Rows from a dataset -
— Begin —

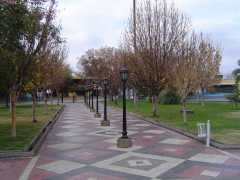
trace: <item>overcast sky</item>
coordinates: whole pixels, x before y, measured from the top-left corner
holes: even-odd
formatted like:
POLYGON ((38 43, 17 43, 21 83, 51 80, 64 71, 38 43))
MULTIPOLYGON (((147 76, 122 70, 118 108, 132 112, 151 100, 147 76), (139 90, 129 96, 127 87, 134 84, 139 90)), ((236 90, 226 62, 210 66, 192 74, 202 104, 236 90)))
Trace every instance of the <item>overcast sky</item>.
MULTIPOLYGON (((58 14, 69 47, 68 63, 76 69, 77 57, 102 46, 117 47, 132 8, 132 0, 59 0, 58 14)), ((142 0, 137 0, 138 2, 142 0)), ((239 0, 167 0, 223 48, 221 72, 230 73, 240 59, 239 0)))

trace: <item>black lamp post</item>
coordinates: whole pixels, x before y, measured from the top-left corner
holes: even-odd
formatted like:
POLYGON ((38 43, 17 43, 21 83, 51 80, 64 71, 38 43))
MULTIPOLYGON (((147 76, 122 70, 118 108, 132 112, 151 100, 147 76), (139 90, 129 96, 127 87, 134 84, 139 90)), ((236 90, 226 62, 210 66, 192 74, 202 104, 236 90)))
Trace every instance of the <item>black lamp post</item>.
POLYGON ((92 102, 91 102, 91 108, 90 108, 90 111, 91 111, 91 112, 94 112, 94 104, 93 104, 93 99, 94 99, 94 88, 93 88, 93 85, 92 85, 91 99, 92 99, 92 102))
POLYGON ((104 85, 104 117, 101 122, 101 126, 110 126, 110 121, 107 118, 107 84, 108 81, 107 79, 103 80, 103 85, 104 85))
POLYGON ((98 82, 95 84, 95 92, 96 92, 96 113, 95 113, 95 118, 100 118, 101 114, 99 113, 99 106, 98 106, 98 82))
POLYGON ((123 65, 120 69, 120 76, 123 84, 123 129, 122 137, 117 140, 119 148, 129 148, 132 146, 132 141, 127 135, 127 116, 126 116, 126 83, 128 80, 128 68, 123 65))

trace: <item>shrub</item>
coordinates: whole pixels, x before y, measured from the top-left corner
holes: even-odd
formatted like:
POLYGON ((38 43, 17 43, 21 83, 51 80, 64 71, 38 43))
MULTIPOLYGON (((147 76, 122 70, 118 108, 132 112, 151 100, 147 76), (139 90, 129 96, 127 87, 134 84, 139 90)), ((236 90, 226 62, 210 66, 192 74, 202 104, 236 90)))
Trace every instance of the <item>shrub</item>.
POLYGON ((180 104, 181 98, 173 89, 165 89, 159 95, 160 104, 180 104))

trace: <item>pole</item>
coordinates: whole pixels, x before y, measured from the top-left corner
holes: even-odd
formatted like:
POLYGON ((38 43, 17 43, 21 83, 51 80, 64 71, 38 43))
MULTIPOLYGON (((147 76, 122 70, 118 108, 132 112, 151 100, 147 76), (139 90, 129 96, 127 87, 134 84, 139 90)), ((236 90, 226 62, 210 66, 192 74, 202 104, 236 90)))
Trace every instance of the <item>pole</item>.
POLYGON ((92 89, 92 111, 94 111, 94 105, 93 105, 93 89, 92 89))
POLYGON ((134 42, 134 52, 136 53, 136 49, 137 49, 137 25, 136 25, 136 0, 133 0, 133 42, 134 42))
POLYGON ((62 104, 63 104, 63 92, 62 92, 62 104))
POLYGON ((107 84, 104 84, 104 121, 107 121, 107 84))
POLYGON ((98 111, 98 86, 96 86, 96 113, 95 118, 100 118, 101 114, 98 111))
POLYGON ((128 138, 127 136, 127 117, 126 117, 126 82, 123 82, 123 132, 122 138, 128 138))
POLYGON ((107 83, 104 82, 104 117, 101 126, 110 126, 110 121, 107 118, 107 83))
POLYGON ((208 120, 208 122, 207 122, 207 141, 206 141, 207 147, 210 146, 210 138, 211 138, 211 124, 210 124, 210 120, 208 120))
POLYGON ((98 86, 96 89, 96 96, 97 96, 97 101, 96 101, 96 112, 98 113, 98 86))

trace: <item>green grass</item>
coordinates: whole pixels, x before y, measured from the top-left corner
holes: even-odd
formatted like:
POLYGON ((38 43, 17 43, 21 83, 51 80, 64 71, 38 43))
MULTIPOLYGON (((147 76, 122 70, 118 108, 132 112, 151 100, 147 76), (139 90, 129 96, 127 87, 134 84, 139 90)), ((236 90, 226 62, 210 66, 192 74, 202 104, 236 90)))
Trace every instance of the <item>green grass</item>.
POLYGON ((18 105, 16 108, 17 137, 12 138, 10 110, 0 106, 0 151, 24 150, 60 107, 49 105, 48 113, 45 113, 44 105, 37 105, 36 117, 38 122, 32 123, 32 106, 18 105))
MULTIPOLYGON (((120 102, 110 104, 121 107, 120 102)), ((240 108, 233 108, 230 103, 208 102, 205 106, 189 103, 187 108, 193 110, 194 114, 188 115, 187 123, 183 122, 180 105, 159 105, 158 117, 152 116, 151 108, 151 103, 147 101, 140 101, 136 105, 132 101, 127 102, 129 112, 193 134, 197 133, 197 123, 210 120, 213 139, 226 144, 240 144, 240 108)))

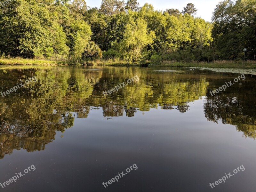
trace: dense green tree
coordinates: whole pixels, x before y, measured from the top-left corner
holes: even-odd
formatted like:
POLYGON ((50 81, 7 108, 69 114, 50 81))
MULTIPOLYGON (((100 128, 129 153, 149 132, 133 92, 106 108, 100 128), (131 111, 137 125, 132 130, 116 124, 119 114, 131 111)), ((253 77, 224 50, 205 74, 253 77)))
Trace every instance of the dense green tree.
POLYGON ((196 15, 197 11, 197 10, 195 7, 195 5, 193 3, 188 4, 187 6, 184 8, 184 10, 182 11, 182 13, 183 14, 188 13, 190 15, 196 15))
POLYGON ((125 4, 125 9, 126 10, 130 9, 133 11, 139 11, 140 3, 137 2, 137 0, 128 0, 125 4))
POLYGON ((102 0, 100 10, 107 15, 113 15, 124 10, 124 0, 102 0))
POLYGON ((167 9, 166 11, 170 15, 174 16, 178 16, 181 13, 177 9, 167 9))
POLYGON ((136 62, 143 57, 141 51, 154 42, 156 36, 154 31, 148 31, 147 22, 143 19, 134 20, 131 16, 129 20, 125 27, 124 39, 120 43, 121 51, 125 60, 136 62))
POLYGON ((82 53, 82 58, 89 60, 102 58, 102 52, 98 45, 93 41, 89 41, 82 53))
POLYGON ((220 2, 212 16, 213 36, 220 58, 243 57, 243 50, 249 49, 247 58, 253 59, 255 53, 256 1, 230 0, 220 2), (252 51, 253 50, 253 51, 252 51))

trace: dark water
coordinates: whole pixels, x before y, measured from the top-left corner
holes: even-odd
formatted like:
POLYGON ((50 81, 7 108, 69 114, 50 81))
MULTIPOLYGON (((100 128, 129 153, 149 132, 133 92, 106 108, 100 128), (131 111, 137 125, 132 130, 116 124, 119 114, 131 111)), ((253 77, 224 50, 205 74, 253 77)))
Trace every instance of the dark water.
POLYGON ((1 68, 1 91, 33 76, 37 81, 0 96, 0 182, 32 165, 36 169, 1 191, 255 191, 255 76, 245 74, 212 97, 210 90, 241 74, 153 67, 1 68), (210 186, 242 165, 244 171, 210 186), (123 171, 118 182, 103 185, 123 171))

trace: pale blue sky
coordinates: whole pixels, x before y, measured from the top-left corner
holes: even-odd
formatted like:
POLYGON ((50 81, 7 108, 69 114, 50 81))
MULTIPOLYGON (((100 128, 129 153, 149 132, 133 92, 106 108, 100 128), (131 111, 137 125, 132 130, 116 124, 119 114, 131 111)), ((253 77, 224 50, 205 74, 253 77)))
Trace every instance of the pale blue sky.
MULTIPOLYGON (((127 0, 124 0, 125 3, 127 0)), ((86 0, 87 6, 91 7, 99 7, 101 4, 101 0, 86 0)), ((197 17, 201 17, 208 21, 211 21, 212 12, 215 7, 221 0, 137 0, 142 6, 147 2, 151 4, 155 9, 165 10, 167 8, 178 9, 180 11, 183 10, 183 7, 188 3, 192 3, 195 4, 198 10, 197 17)))

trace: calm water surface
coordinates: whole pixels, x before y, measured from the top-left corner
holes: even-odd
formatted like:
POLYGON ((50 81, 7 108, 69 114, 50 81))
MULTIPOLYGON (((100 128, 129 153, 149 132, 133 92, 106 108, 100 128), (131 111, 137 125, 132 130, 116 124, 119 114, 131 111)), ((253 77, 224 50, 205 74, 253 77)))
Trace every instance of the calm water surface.
POLYGON ((2 67, 2 191, 255 192, 256 77, 188 68, 2 67), (111 94, 102 92, 138 76, 111 94), (136 170, 105 188, 132 165, 136 170), (245 170, 212 189, 225 173, 245 170))

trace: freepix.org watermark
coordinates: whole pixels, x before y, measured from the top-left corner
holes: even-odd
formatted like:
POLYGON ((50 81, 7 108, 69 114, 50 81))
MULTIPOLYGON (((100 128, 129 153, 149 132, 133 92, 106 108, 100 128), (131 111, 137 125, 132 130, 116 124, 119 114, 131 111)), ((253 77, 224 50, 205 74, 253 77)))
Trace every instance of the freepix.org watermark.
POLYGON ((242 78, 242 80, 244 80, 245 79, 245 76, 244 76, 244 74, 242 74, 240 76, 239 76, 237 77, 237 78, 235 78, 234 79, 234 83, 232 83, 232 81, 230 81, 229 82, 227 83, 226 82, 225 83, 226 83, 225 84, 223 85, 221 87, 220 87, 219 88, 219 89, 217 89, 215 90, 214 90, 212 91, 212 91, 210 91, 210 93, 212 95, 212 96, 213 96, 212 95, 212 94, 213 93, 213 95, 215 95, 215 93, 218 93, 220 91, 226 91, 226 89, 227 89, 228 87, 231 85, 233 85, 235 83, 238 82, 238 80, 241 81, 241 79, 240 78, 240 77, 242 78))
POLYGON ((109 89, 107 92, 104 92, 103 91, 103 94, 104 95, 104 96, 106 97, 108 95, 108 92, 109 94, 111 94, 112 92, 115 92, 116 91, 116 92, 118 92, 118 90, 120 89, 120 88, 123 88, 124 87, 128 85, 129 84, 130 84, 132 82, 134 82, 134 80, 135 81, 139 80, 139 77, 138 76, 136 75, 135 77, 133 77, 131 79, 128 79, 128 80, 127 80, 127 83, 126 84, 125 84, 125 82, 124 81, 122 84, 120 84, 119 85, 116 85, 116 87, 113 87, 111 89, 109 89), (122 87, 122 85, 123 85, 123 87, 122 87))
POLYGON ((26 80, 25 81, 25 83, 24 84, 23 84, 23 83, 22 82, 20 84, 17 83, 17 86, 14 86, 12 88, 10 89, 9 90, 7 90, 3 92, 0 92, 0 94, 1 94, 1 95, 2 96, 2 97, 4 97, 5 96, 6 96, 5 93, 7 95, 9 95, 10 94, 10 93, 12 93, 13 92, 16 92, 18 90, 18 88, 20 89, 22 87, 23 87, 26 86, 30 83, 32 82, 32 81, 34 82, 36 82, 37 81, 36 78, 36 76, 32 77, 32 78, 30 77, 28 79, 26 80))
POLYGON ((2 187, 2 188, 5 187, 6 187, 5 185, 9 185, 9 184, 11 183, 12 183, 13 181, 16 182, 16 180, 17 180, 18 179, 20 178, 21 177, 24 176, 26 173, 28 173, 28 171, 31 171, 31 170, 35 171, 35 170, 36 170, 36 167, 35 167, 35 166, 34 166, 34 165, 33 164, 30 167, 28 167, 27 169, 25 169, 25 170, 24 170, 24 172, 25 173, 24 174, 22 174, 21 173, 21 172, 20 172, 20 173, 18 174, 17 174, 17 173, 15 173, 16 175, 16 176, 13 176, 9 180, 6 181, 5 182, 4 182, 3 183, 0 183, 0 185, 1 186, 1 187, 2 187), (30 168, 31 168, 31 170, 30 170, 30 168))
POLYGON ((105 187, 105 188, 106 188, 106 186, 105 186, 105 185, 107 186, 107 187, 108 187, 108 185, 111 185, 112 182, 114 183, 116 181, 118 182, 118 180, 120 178, 126 175, 127 174, 127 173, 129 173, 130 172, 131 172, 131 170, 132 171, 133 167, 133 169, 134 169, 134 170, 137 170, 137 169, 138 168, 138 167, 137 166, 137 165, 136 165, 136 164, 134 164, 132 166, 131 166, 130 168, 127 168, 126 169, 126 172, 124 173, 124 172, 123 171, 120 173, 117 173, 117 174, 118 174, 118 175, 116 175, 114 177, 114 178, 111 179, 111 180, 109 180, 107 182, 106 182, 106 183, 104 183, 104 182, 103 182, 102 183, 102 185, 104 187, 105 187), (120 174, 121 174, 121 175, 120 174))
POLYGON ((241 171, 244 171, 245 169, 244 168, 244 165, 242 165, 240 167, 237 167, 236 168, 237 169, 237 170, 236 170, 236 169, 234 169, 234 170, 233 171, 233 172, 234 173, 233 173, 233 174, 231 174, 231 172, 229 172, 229 173, 228 173, 227 175, 226 173, 225 173, 225 176, 224 176, 224 177, 221 177, 221 179, 220 179, 218 181, 216 181, 214 183, 210 183, 210 186, 212 188, 212 189, 213 188, 213 187, 215 187, 215 186, 214 186, 214 184, 216 185, 218 185, 220 183, 222 183, 222 181, 223 181, 223 182, 225 183, 226 182, 225 181, 227 179, 229 179, 229 178, 233 176, 235 174, 236 174, 236 173, 237 173, 237 172, 240 172, 240 170, 239 170, 239 168, 240 168, 241 171), (213 187, 212 187, 212 185, 213 186, 213 187))

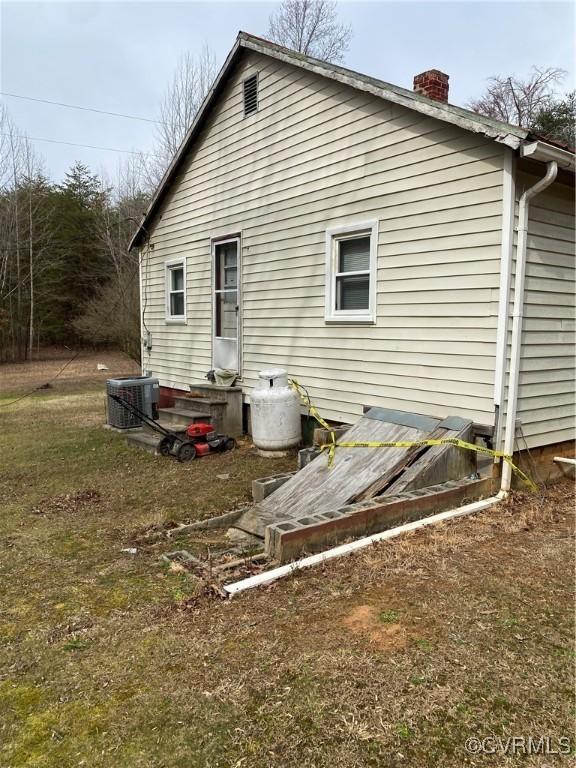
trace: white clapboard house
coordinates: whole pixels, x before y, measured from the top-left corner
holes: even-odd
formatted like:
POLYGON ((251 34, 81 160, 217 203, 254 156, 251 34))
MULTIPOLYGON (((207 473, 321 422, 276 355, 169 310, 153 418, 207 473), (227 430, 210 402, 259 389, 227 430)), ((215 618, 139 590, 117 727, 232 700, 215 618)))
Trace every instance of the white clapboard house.
POLYGON ((574 153, 241 32, 132 241, 143 370, 574 439, 574 153))

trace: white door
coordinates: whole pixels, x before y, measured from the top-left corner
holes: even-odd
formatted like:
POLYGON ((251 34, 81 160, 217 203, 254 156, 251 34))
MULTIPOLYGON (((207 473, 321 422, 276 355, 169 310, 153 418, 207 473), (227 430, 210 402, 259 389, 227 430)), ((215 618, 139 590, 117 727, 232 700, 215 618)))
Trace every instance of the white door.
POLYGON ((212 365, 240 373, 240 238, 213 243, 212 365))

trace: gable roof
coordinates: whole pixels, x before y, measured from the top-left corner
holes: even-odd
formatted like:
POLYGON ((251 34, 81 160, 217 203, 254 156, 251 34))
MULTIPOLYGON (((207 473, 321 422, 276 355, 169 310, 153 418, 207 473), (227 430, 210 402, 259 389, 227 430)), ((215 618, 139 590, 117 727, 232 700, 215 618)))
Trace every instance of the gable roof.
MULTIPOLYGON (((340 67, 337 64, 331 64, 326 61, 321 61, 320 59, 315 59, 312 56, 306 56, 303 53, 284 48, 269 40, 250 35, 247 32, 239 32, 232 50, 228 54, 226 61, 214 80, 206 98, 202 102, 180 148, 162 177, 158 189, 154 193, 150 205, 144 214, 142 222, 132 237, 129 248, 137 246, 140 243, 142 236, 147 233, 147 226, 158 210, 172 179, 177 173, 190 147, 194 143, 196 136, 203 127, 213 104, 224 88, 229 74, 242 55, 244 49, 255 51, 256 53, 269 56, 279 61, 284 61, 285 63, 292 64, 296 67, 301 67, 309 72, 314 72, 322 77, 336 80, 351 88, 355 88, 356 90, 371 93, 386 101, 420 112, 427 117, 433 117, 446 123, 452 123, 453 125, 457 125, 458 127, 473 133, 480 133, 487 138, 493 139, 512 149, 519 149, 524 142, 529 139, 539 138, 525 128, 520 128, 517 125, 510 125, 509 123, 494 120, 486 115, 480 115, 477 112, 472 112, 463 109, 462 107, 454 106, 453 104, 433 101, 414 91, 409 91, 406 88, 400 88, 397 85, 386 83, 384 80, 378 80, 375 77, 369 77, 368 75, 354 72, 351 69, 340 67)), ((552 142, 547 141, 547 144, 550 144, 551 150, 554 149, 552 142)), ((573 154, 570 155, 570 153, 563 149, 556 149, 556 153, 561 154, 562 156, 567 155, 568 157, 571 157, 571 161, 566 161, 565 158, 563 159, 565 163, 570 164, 571 162, 573 165, 573 154)), ((536 153, 533 153, 533 157, 540 159, 536 153)))

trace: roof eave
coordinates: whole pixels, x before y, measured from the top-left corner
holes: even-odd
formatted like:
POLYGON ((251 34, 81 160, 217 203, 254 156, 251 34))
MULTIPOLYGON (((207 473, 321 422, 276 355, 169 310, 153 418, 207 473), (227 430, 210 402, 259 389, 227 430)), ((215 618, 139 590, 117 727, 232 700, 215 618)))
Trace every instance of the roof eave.
POLYGON ((274 56, 287 64, 296 64, 310 72, 314 72, 323 77, 328 77, 332 80, 337 80, 338 82, 343 83, 344 85, 349 85, 357 90, 362 90, 366 93, 379 96, 382 99, 386 99, 387 101, 391 101, 399 106, 406 107, 407 109, 415 110, 428 117, 434 117, 438 120, 452 123, 467 131, 484 134, 488 138, 505 144, 512 149, 518 149, 522 141, 528 136, 528 131, 523 128, 518 128, 512 125, 509 126, 497 121, 485 120, 480 115, 478 115, 477 118, 467 117, 459 114, 458 109, 452 105, 443 105, 440 102, 435 102, 425 97, 419 98, 416 94, 408 91, 403 93, 404 89, 382 87, 374 81, 370 82, 371 78, 360 77, 358 73, 353 73, 342 67, 326 65, 324 62, 317 59, 298 54, 295 51, 289 51, 288 49, 268 43, 267 41, 260 41, 258 38, 246 35, 243 32, 240 33, 239 37, 245 48, 249 48, 257 53, 274 56))
POLYGON ((539 160, 542 163, 554 161, 558 163, 559 168, 564 168, 567 171, 574 171, 576 168, 576 158, 573 152, 555 147, 545 141, 532 141, 529 144, 524 144, 520 148, 520 155, 532 160, 539 160))
POLYGON ((150 201, 150 204, 148 205, 148 208, 146 209, 146 212, 142 217, 142 222, 140 223, 138 229, 136 230, 132 239, 130 240, 130 243, 128 245, 129 251, 132 250, 132 248, 135 248, 136 246, 138 246, 142 239, 142 235, 146 234, 145 224, 150 220, 150 217, 156 211, 156 208, 158 207, 160 200, 164 195, 165 187, 167 186, 172 174, 176 171, 176 168, 180 164, 182 157, 188 151, 188 148, 192 143, 193 139, 195 138, 197 132, 199 131, 200 126, 204 119, 204 115, 210 109, 212 103, 214 102, 218 93, 220 92, 223 81, 225 80, 228 74, 228 71, 232 67, 232 64, 234 62, 234 59, 236 58, 238 50, 241 47, 242 47, 242 42, 240 39, 240 35, 238 35, 238 37, 236 38, 236 42, 234 43, 232 50, 226 57, 226 61, 224 62, 220 71, 218 72, 216 79, 212 84, 212 87, 210 88, 210 90, 208 91, 208 93, 204 98, 204 101, 200 105, 200 108, 196 113, 196 117, 194 118, 192 125, 188 129, 188 132, 186 133, 186 136, 184 137, 182 144, 180 145, 178 151, 172 158, 172 162, 170 163, 164 175, 162 176, 162 180, 160 181, 160 184, 158 184, 156 192, 154 193, 154 196, 152 197, 152 200, 150 201))

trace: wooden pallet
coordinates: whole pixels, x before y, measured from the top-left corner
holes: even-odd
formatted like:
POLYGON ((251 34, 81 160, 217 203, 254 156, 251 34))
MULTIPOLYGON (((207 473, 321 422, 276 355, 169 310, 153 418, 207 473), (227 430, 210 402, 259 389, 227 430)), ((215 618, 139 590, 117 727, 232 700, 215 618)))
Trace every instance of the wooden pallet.
MULTIPOLYGON (((446 434, 440 419, 403 411, 372 408, 346 433, 346 442, 416 441, 446 434)), ((381 493, 386 482, 401 475, 420 450, 406 448, 338 448, 332 467, 324 452, 260 504, 234 527, 264 536, 267 525, 337 509, 352 500, 381 493), (384 486, 383 479, 386 479, 384 486)))

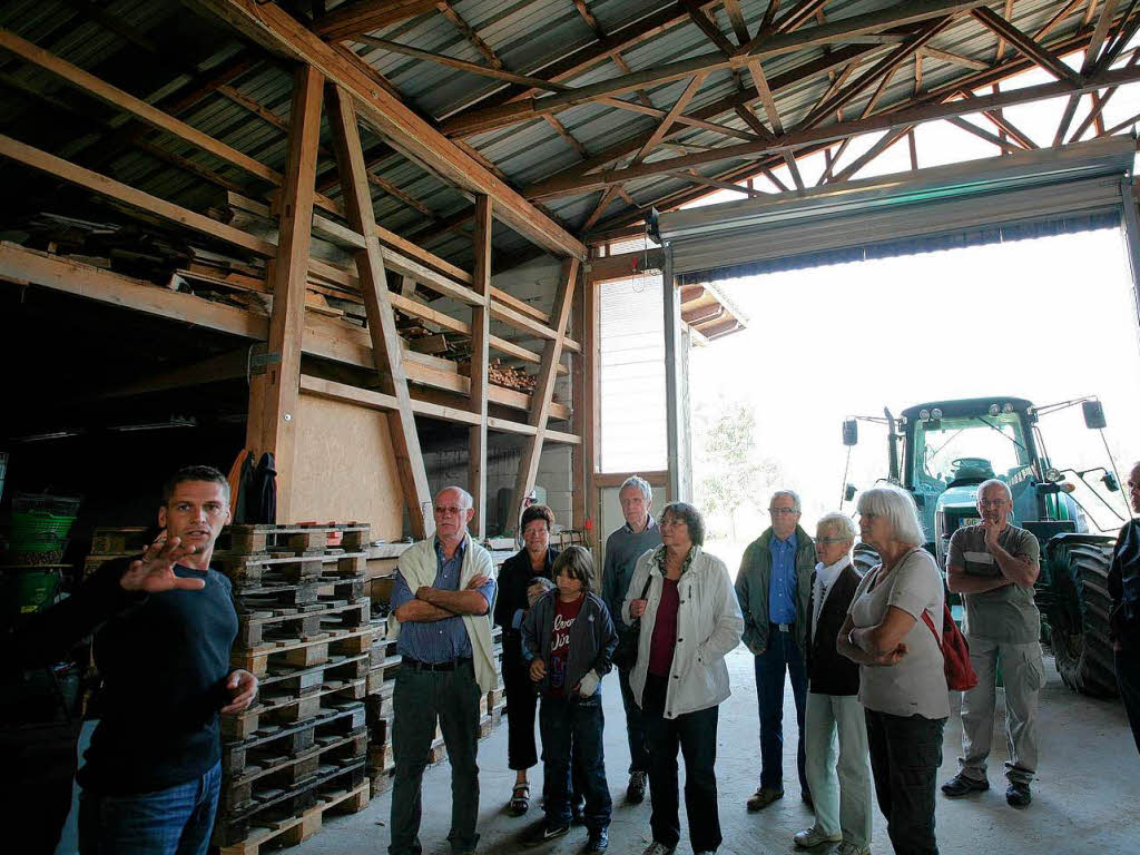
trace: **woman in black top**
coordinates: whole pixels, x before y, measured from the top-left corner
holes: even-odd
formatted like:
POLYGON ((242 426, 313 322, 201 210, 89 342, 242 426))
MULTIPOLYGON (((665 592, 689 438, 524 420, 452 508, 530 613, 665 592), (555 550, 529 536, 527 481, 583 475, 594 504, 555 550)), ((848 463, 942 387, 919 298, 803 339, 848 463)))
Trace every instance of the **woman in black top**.
POLYGON ((495 622, 503 627, 503 683, 506 687, 507 765, 515 771, 511 813, 530 807, 527 769, 538 763, 535 748, 535 708, 527 661, 522 656, 522 618, 531 603, 554 587, 551 568, 557 552, 549 546, 554 512, 531 505, 522 512, 523 548, 505 562, 498 575, 495 622))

— End —

The exercise -
Rewrite the part of the records that opens with the line containing "trace: white door" and closes with the line containing "POLYGON ((212 365, 240", putting "red door" wherever "white door" appears and changing nothing else.

Full response -
trace: red door
coordinates: whole pixels, x before y, measured from the top-left corner
holes: even-odd
formatted like:
POLYGON ((251 34, 81 160, 217 203, 254 156, 251 34))
MULTIPOLYGON (((207 473, 321 422, 276 355, 169 310, 153 418, 207 473), (227 430, 210 402, 259 389, 227 430)), ((215 618, 139 590, 117 727, 232 700, 215 618)))
Trace every instance of the red door.
POLYGON ((212 365, 240 373, 240 238, 213 243, 212 365))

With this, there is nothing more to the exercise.